◆ **Dataset extract**
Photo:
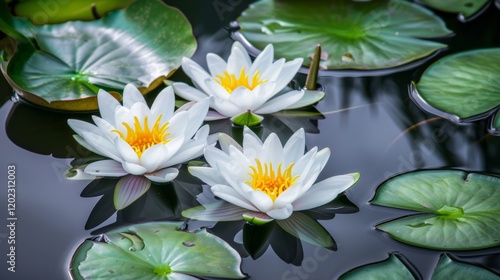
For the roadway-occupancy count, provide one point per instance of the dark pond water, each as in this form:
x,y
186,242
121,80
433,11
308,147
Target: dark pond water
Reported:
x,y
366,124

--

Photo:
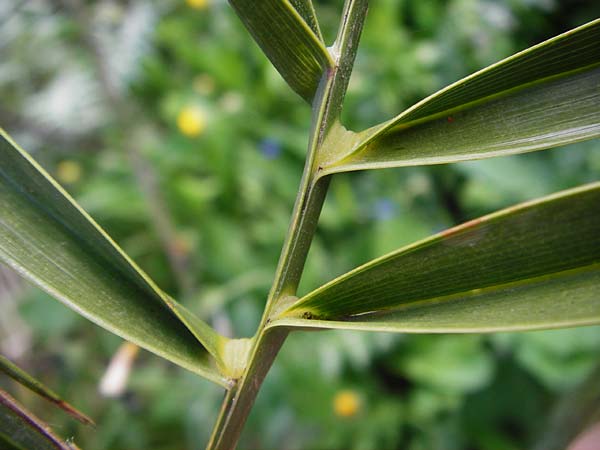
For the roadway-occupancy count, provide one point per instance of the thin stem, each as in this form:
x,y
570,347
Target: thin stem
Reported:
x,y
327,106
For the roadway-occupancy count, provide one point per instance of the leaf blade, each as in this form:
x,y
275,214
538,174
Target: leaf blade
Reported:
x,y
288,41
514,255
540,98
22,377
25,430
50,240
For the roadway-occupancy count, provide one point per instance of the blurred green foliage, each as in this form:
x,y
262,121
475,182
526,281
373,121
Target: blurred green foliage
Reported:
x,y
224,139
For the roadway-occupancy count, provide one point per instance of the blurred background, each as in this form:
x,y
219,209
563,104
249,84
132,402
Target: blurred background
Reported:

* * *

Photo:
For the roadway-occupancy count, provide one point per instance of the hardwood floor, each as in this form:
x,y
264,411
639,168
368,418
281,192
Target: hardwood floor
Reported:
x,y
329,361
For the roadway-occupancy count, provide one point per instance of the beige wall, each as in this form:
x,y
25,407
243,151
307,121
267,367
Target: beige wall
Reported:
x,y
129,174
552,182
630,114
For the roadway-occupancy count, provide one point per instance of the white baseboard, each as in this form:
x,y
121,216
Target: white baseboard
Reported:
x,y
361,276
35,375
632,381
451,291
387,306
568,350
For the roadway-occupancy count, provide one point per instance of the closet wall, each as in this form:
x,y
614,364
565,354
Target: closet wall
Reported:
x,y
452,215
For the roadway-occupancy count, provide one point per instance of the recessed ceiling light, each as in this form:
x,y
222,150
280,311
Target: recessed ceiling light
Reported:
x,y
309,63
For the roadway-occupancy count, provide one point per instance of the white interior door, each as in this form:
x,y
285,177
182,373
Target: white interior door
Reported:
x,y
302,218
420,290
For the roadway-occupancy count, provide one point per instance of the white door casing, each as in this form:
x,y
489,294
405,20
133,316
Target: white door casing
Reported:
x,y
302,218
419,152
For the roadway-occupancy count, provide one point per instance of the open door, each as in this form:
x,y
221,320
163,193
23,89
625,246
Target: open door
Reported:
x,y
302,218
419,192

◆ **What is being asked**
All lines above from the one containing "Target: beige wall" to the one containing "of the closet" must be repeated exactly, both lines included, and no others.

◆ **Task answer**
Target: beige wall
Reported:
x,y
129,174
552,182
630,114
For the roadway-occupancy count, provide one point per instance of the white baseboard, each as in this form:
x,y
121,216
Target: white baseboard
Reported:
x,y
361,276
35,375
632,381
451,291
387,306
568,350
For the roadway-occupancy count, provide one point per instance of the closet wall, each as in this form:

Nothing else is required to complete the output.